■ Excerpted text ■
Start of Block
Updated: May 28, 2020
Excerpt From: Ms. Career Girl
As humans, we’re innately social, which has many benefits; we get to enjoy dinners out, new experiences and going to the movies with our friends and family. However, our modern lives often have a way of making socializing difficult, especially when we reach our 30s and 40s. In fact, 44% of Americans said that their plans are often cancelled because friends are simply ‘too busy’, and as a result, one in five haven’t seen their best friend in the last year – with just over half meeting up fewer than five times. In being so sociable, we forget about the importance of doing things on our own. And in some cases, we forget how to be on our own at all altogether.
In fact, when plans are cancelled, more than a quarter of people chose to do work or chores rather than go on their own. So, when it comes to going solo, what are we so afraid of?
Well, 57% of the populations said they lacked the confidence to do things alone because they felt ‘judged’, and a quarter worry about what other people think of them.
However, Dr Sheri Jacobson, Founder of Harley Therapy, argues that “any such judgements are usually fleeting, and anxieties about what others think about our being alone can often be overinflated in our heads,”
It’s clear there is a disconnect between our thought process and reality. What’s more, Dr Sheri Jacobson also states that doing more on our own has a number of huge benefits to us as individuals: from being more engaged to not having to compromise.
This is true. I hear from so many solo travelers on our Flash Pack trips that time traveling on their own allows them to tune into themselves in a unique way that’s near impossible otherwise. A rare moment of selfishness when you don’t need to worry what others might be thinking, and you can completely dedicate yourself to something.
What’s more, the benefits it offers can be the key to discovering (or re-discover) your passion:
You can actually enjoy being in the moment:
Whether it’s watching the world go by from your favourite restaurant, or making the effort join an evening class and focus your energy on learning a new skill. Doing things on your own has a brilliant way of forcing you to be in the moment, which helps you appreciate it all the more – you can even try switching your phone on silent to ensure there are no distractions.
End of Block
■ To do ■
Change "disconnect" to "gap" in the part of the excerpt on doing things alone that opens with the words containing "However, Dr Sheri" and closes with "having to compromise.", and write out that part in full. The entries have no connection to this excerpt.

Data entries
Start of Block
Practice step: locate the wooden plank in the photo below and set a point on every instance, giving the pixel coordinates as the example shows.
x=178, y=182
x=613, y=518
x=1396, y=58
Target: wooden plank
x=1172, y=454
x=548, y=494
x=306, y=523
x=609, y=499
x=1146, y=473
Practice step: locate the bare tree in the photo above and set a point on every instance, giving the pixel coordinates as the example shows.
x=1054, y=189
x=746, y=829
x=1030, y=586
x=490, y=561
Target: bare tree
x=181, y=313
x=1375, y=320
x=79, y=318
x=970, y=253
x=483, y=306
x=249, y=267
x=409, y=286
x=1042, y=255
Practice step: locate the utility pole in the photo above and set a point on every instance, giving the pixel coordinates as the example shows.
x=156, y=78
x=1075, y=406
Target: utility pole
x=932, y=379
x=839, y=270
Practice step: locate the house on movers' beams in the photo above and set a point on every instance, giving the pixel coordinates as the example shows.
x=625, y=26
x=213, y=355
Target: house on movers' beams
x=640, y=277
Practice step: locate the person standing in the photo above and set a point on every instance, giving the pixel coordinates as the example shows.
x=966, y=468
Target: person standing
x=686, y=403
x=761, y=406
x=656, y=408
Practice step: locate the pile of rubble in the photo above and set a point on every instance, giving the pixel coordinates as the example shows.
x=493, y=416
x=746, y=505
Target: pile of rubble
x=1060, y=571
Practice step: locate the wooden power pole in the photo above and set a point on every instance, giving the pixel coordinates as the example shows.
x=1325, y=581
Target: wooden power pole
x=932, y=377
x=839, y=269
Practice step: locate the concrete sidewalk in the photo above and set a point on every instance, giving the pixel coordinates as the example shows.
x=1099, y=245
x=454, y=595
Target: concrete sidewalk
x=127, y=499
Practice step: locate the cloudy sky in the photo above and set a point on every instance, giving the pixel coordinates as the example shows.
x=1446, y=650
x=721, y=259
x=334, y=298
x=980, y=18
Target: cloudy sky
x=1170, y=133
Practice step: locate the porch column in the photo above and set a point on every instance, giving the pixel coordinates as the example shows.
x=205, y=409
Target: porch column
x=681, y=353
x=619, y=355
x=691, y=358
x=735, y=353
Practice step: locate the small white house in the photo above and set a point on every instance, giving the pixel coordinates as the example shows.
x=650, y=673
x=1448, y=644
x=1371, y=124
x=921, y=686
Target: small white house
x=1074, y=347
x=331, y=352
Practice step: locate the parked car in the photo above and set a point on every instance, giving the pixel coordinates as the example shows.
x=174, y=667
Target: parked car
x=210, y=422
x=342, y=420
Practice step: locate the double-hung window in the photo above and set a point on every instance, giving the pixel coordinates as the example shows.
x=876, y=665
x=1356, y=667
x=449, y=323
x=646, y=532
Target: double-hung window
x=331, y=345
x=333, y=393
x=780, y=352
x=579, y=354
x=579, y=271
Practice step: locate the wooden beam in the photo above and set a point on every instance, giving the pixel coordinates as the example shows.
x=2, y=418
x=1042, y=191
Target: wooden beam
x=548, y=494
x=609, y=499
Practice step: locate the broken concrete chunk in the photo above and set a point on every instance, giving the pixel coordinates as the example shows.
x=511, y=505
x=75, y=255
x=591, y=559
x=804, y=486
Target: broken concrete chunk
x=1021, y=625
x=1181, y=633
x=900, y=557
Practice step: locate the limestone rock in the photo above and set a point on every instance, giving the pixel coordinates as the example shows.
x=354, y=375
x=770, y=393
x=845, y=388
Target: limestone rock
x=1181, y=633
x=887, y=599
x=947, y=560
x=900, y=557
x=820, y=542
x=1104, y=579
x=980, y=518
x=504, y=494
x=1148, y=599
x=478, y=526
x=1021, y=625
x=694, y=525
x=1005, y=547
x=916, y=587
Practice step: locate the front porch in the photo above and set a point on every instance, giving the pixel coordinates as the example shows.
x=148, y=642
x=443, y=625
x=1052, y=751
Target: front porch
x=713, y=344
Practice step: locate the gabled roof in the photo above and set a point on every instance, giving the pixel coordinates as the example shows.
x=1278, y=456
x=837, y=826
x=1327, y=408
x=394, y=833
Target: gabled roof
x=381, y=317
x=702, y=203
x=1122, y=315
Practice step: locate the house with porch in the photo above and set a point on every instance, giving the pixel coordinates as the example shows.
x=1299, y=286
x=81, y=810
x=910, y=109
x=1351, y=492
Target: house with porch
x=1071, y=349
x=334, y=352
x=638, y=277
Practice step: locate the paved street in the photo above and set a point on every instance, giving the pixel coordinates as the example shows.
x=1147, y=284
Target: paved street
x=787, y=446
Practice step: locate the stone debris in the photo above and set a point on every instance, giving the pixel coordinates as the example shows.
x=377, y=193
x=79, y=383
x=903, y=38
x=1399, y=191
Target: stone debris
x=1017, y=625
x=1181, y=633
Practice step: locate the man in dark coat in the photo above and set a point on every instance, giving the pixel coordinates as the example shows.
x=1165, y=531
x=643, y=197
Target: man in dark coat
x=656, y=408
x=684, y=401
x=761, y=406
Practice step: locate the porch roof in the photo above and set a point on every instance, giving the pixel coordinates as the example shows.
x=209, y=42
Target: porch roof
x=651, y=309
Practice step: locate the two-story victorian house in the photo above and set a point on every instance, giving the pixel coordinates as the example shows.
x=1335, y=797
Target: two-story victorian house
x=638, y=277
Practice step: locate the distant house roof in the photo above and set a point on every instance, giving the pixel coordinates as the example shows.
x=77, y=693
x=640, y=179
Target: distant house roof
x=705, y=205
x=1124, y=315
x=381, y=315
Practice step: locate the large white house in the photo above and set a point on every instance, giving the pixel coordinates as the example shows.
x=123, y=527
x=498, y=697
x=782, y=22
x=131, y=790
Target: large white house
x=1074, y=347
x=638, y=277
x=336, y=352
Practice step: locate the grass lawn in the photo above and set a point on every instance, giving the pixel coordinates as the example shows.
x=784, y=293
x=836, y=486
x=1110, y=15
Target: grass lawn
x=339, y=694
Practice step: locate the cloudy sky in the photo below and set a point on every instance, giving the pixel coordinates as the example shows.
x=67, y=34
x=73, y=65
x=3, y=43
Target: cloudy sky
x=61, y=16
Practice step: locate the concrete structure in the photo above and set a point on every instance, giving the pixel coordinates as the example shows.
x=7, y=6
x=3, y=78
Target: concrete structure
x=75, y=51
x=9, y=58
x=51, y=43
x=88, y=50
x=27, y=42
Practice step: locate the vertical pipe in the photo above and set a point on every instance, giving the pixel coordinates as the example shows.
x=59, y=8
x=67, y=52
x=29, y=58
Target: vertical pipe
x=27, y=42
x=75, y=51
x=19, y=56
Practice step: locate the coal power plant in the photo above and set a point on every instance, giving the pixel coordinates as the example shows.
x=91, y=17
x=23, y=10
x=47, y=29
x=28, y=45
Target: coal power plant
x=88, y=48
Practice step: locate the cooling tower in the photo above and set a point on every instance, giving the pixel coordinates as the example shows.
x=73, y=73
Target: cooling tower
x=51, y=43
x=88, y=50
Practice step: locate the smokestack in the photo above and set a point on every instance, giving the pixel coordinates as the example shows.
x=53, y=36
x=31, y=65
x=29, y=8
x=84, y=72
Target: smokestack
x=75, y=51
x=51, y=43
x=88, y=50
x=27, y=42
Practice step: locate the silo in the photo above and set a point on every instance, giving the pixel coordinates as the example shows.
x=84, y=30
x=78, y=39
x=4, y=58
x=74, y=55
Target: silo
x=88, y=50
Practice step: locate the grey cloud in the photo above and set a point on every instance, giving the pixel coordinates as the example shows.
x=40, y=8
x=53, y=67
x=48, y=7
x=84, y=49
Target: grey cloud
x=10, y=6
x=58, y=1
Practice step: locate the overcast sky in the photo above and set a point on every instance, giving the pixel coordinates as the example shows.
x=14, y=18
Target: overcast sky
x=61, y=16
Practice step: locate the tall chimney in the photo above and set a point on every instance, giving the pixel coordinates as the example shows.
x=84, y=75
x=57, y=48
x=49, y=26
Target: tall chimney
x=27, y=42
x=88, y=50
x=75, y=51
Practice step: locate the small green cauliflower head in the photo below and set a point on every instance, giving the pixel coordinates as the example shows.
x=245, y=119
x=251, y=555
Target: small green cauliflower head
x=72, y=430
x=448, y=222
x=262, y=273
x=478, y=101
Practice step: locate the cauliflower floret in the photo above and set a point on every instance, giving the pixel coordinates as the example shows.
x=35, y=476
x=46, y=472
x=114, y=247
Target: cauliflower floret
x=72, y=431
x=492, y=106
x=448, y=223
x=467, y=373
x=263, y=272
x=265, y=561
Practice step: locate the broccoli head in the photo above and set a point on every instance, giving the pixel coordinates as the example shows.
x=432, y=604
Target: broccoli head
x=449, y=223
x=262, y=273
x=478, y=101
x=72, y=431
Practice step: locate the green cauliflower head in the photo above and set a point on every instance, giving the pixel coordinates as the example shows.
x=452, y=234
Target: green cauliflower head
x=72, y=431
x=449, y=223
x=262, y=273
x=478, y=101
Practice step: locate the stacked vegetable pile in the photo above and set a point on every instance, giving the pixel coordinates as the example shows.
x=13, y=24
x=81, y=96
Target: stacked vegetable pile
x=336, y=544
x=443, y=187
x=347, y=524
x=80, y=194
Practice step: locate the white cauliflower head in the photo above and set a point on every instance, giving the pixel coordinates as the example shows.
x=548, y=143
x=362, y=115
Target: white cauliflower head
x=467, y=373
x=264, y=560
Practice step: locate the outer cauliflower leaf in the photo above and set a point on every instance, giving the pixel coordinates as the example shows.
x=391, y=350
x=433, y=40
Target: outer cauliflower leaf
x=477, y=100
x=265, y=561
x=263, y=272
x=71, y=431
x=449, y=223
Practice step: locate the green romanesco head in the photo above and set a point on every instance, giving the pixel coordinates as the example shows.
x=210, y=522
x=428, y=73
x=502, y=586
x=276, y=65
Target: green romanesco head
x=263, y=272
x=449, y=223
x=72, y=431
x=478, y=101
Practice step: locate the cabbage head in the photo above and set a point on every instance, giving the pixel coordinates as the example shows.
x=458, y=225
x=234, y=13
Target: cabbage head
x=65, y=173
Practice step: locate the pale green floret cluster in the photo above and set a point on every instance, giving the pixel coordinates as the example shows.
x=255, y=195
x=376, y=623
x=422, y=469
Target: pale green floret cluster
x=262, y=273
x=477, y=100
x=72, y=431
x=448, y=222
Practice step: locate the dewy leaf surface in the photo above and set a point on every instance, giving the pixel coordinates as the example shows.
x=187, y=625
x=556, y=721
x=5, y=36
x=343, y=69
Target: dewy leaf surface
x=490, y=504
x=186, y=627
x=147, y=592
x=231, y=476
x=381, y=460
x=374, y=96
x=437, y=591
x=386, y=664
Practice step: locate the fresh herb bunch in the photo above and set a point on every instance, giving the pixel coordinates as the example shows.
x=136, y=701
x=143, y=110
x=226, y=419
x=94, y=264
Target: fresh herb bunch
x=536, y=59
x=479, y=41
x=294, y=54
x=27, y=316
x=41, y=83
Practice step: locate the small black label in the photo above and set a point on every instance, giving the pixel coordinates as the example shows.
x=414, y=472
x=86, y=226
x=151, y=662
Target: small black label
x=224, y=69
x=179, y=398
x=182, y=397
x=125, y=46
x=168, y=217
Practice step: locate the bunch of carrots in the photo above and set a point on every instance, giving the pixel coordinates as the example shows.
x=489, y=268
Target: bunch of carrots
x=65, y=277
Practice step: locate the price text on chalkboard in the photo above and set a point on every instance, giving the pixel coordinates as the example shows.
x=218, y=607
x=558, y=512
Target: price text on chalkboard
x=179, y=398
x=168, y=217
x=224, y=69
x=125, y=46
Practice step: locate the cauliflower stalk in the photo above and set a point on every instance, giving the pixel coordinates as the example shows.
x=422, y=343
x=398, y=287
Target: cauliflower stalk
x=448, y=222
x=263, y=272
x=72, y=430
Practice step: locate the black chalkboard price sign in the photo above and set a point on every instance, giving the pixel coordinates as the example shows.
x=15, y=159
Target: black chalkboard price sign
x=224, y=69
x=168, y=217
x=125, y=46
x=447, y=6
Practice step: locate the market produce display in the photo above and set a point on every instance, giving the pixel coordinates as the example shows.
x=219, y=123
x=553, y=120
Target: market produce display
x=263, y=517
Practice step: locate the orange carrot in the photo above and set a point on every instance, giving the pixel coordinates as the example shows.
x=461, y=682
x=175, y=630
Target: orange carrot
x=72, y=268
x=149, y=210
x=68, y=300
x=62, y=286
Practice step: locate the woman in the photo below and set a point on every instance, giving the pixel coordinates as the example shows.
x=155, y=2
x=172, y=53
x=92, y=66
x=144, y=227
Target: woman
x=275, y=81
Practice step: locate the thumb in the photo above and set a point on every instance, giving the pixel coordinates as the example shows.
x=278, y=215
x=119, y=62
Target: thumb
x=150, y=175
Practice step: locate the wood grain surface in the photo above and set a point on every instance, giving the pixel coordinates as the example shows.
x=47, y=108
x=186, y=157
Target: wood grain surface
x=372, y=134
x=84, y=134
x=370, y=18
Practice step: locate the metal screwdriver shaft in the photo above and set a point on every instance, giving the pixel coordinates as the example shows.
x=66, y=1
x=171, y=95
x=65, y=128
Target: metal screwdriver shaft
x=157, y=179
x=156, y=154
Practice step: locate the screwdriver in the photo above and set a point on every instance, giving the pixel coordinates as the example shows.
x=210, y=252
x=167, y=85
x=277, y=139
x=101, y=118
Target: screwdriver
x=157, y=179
End of Block
■ Solution for this problem ■
However, Dr Sheri Jacobson, Founder of Harley Therapy, argues that “any such judgements are usually fleeting, and anxieties about what others think about our being alone can often be overinflated in our heads,”
It’s clear there is a gap between our thought process and reality. What’s more, Dr Sheri Jacobson also states that doing more on our own has a number of huge benefits to us as individuals: from being more engaged to not having to compromise.